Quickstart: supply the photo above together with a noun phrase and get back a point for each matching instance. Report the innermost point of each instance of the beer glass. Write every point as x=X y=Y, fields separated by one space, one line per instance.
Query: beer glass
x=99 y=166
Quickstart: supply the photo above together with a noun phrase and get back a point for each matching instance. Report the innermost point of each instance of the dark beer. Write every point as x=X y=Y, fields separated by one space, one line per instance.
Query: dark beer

━━━━━━━━━━━━━━━━━━━━

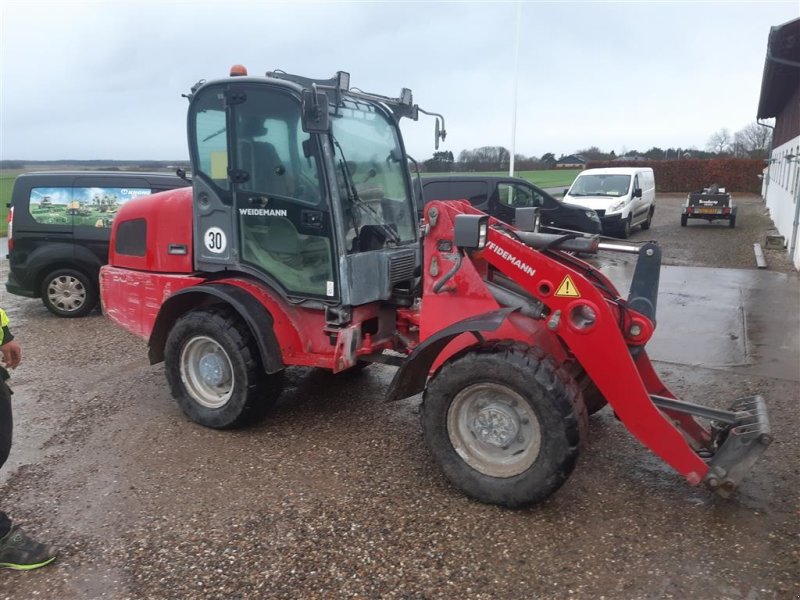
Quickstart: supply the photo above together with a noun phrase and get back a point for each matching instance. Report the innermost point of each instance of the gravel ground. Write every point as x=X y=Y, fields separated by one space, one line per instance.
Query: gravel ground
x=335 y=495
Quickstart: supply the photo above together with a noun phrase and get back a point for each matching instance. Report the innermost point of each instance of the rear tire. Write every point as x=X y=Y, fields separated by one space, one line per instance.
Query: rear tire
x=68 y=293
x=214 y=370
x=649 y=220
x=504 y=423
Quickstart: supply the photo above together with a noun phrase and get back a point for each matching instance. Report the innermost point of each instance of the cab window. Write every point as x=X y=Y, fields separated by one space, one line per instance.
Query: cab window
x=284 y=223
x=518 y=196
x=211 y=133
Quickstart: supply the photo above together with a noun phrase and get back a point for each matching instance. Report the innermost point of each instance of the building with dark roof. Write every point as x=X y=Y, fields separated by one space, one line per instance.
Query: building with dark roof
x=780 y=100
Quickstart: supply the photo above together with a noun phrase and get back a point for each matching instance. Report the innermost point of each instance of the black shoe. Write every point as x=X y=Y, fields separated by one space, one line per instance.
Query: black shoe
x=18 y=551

━━━━━━━━━━━━━━━━━━━━

### JOB
Format as a numbered list everything from the line containing "of the rear" down to the line containing "x=214 y=370", both lines included. Omit any blank lines.

### SOLUTION
1. Quickstart: supply the photo above together with a noun phrase and get back a point for each matching instance. Report the innermost point of each instance of the rear tire. Write every point as x=X y=Y, fields separated by one space, one line per instance.
2. Query: rear tire
3. x=68 y=293
4. x=214 y=370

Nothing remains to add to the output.